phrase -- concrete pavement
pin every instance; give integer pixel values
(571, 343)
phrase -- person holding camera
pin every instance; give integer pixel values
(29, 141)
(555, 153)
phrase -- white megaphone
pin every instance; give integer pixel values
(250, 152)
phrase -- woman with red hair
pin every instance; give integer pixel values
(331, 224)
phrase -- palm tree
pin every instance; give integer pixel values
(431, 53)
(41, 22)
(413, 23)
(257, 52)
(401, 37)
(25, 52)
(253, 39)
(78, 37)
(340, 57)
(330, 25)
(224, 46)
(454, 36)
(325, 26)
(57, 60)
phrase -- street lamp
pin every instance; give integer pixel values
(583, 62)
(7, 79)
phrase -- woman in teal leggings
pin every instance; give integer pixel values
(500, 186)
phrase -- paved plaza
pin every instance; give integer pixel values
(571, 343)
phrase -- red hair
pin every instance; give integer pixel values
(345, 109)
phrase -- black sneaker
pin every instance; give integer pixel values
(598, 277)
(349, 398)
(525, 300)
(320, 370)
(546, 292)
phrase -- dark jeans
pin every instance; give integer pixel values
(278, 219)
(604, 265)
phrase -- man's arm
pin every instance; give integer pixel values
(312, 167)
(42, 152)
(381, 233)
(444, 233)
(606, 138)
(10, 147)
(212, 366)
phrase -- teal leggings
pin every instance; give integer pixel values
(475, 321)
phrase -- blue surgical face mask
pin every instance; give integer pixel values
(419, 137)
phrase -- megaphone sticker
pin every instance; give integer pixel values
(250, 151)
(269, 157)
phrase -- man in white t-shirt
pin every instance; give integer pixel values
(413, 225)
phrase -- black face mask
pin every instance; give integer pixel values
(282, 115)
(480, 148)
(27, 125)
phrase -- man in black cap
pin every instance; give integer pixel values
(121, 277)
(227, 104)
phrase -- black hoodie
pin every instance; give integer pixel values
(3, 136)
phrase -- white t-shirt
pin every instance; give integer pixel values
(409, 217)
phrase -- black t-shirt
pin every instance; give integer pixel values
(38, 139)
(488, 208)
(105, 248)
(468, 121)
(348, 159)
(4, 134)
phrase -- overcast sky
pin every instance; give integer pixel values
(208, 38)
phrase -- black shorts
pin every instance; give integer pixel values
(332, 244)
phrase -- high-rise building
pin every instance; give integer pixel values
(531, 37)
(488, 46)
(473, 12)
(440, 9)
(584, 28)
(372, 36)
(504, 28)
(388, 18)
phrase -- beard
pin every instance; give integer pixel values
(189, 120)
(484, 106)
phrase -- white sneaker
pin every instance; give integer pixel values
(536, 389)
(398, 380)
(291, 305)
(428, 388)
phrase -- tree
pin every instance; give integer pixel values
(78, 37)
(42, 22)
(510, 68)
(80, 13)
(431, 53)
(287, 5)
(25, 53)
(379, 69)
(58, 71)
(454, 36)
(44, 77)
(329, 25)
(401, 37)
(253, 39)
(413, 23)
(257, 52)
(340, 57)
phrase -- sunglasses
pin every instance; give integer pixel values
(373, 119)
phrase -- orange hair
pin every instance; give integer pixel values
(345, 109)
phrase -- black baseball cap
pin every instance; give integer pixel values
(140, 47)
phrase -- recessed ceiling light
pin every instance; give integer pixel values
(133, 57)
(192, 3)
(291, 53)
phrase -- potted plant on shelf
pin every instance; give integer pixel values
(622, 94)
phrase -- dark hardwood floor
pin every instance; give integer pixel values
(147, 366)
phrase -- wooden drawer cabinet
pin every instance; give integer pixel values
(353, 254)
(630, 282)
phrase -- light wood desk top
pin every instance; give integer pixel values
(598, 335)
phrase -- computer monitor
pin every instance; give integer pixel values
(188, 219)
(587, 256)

▬▬▬▬▬▬

▶ Given task:
Rewrite all the records above, changing every "pin every instance" to "mark each occurrence" and leaving everything else the same.

▶ Task output:
phrase -- concrete pavement
mark each occurrence; give integer pixel values
(571, 343)
phrase -- person holding camera
mark each occurrence; give integer pixel values
(29, 141)
(555, 153)
phrase -- white megaphone
mark each occurrence; give integer pixel values
(250, 152)
phrase -- woman with red hair
mark each occurrence; give integer pixel values
(331, 224)
phrase -- palm tree
mark each occurrence; give integer pixel values
(431, 53)
(41, 22)
(413, 23)
(257, 52)
(401, 37)
(25, 52)
(253, 39)
(78, 37)
(340, 57)
(330, 25)
(224, 46)
(454, 36)
(325, 26)
(57, 60)
phrase -- street lamp
mark each occurrence; give integer pixel values
(583, 62)
(7, 79)
phrase -- woman in teal leggings
mark each occurrence; give integer pixel values
(500, 186)
phrase -- paved plaza
mark each occurrence; give integer pixel values
(571, 343)
phrase -- red hair
mark each occurrence; give integer pixel values
(345, 109)
phrase -- black sneaker
mark each occurrence; give integer pixel values
(598, 277)
(349, 398)
(525, 300)
(320, 370)
(546, 292)
phrase -- dark jeans
mark each occurrence; give integer pixel values
(278, 219)
(604, 265)
phrase -- man's arm
mark each occurrence; give integer pixel values
(312, 167)
(42, 152)
(381, 233)
(444, 233)
(606, 138)
(10, 147)
(212, 366)
phrase -- teal leggings
mark each occurrence; give integer pixel values
(475, 321)
phrase -- blue surgical face mask
mark each occurrence; give integer pixel values
(419, 137)
phrase -- megaphone sticker
mark each occurrence; give integer pixel values
(250, 151)
(269, 157)
phrase -- man in white t-shirt
mark each occurrence; give integer pixel values
(413, 225)
phrase -- black face mask
mark each occurrence; give integer pixel values
(282, 115)
(480, 148)
(27, 125)
phrase -- man in black cap
mark each occurrence; give integer pixel values
(121, 277)
(227, 104)
phrase -- black hoodie
mark each occurrence; give integer pixel values
(3, 136)
phrase -- white t-shirt
mark each occurrence; give integer pixel values
(409, 217)
phrase -- black t-shirt
mark each occurrence; give integer pixel values
(38, 139)
(488, 208)
(105, 248)
(468, 121)
(348, 159)
(4, 134)
phrase -- overcast sky
mark each occurrence; give integer pixel values
(208, 38)
phrase -- black shorts
mark each occurrence; give integer pixel values
(332, 244)
phrase -- high-rise building
mark each occurrence; give integer pixel values
(531, 37)
(488, 46)
(473, 12)
(440, 9)
(584, 28)
(372, 36)
(504, 28)
(388, 18)
phrase -- beard
mark each occurrence; give integer pixel values
(189, 120)
(484, 106)
phrase -- white sneaker
mark each occurrence; give integer pixel values
(536, 389)
(398, 380)
(291, 305)
(428, 388)
phrase -- tree
mark each occurrence; give integer pixel values
(78, 37)
(42, 22)
(510, 68)
(80, 13)
(431, 53)
(287, 5)
(25, 53)
(379, 69)
(58, 71)
(454, 36)
(44, 77)
(329, 25)
(401, 37)
(253, 39)
(413, 23)
(257, 52)
(340, 57)
phrase -- sunglasses
mark each occurrence; give integer pixel values
(373, 119)
phrase -- orange hair
mark each occurrence; give integer pixel values
(345, 109)
phrase -- black baseball cap
mark each occurrence; give integer pixel values
(140, 47)
phrase -- recessed ceiling light
mark each occurrence; give integer pixel values
(133, 57)
(192, 3)
(291, 53)
phrase -- potted plant on shelf
mark each occurrence; give integer pixel values
(622, 94)
phrase -- dark hardwood floor
mark each occurrence; give integer pixel values
(147, 366)
phrase -- wooden drawer cabinet
mark each occurrence; give integer pixel values
(353, 254)
(630, 282)
phrase -- light wood desk top
mark each occurrence; give integer pixel values
(598, 335)
phrase -- computer monitor
mark each occurrence; give integer pixel values
(188, 219)
(587, 256)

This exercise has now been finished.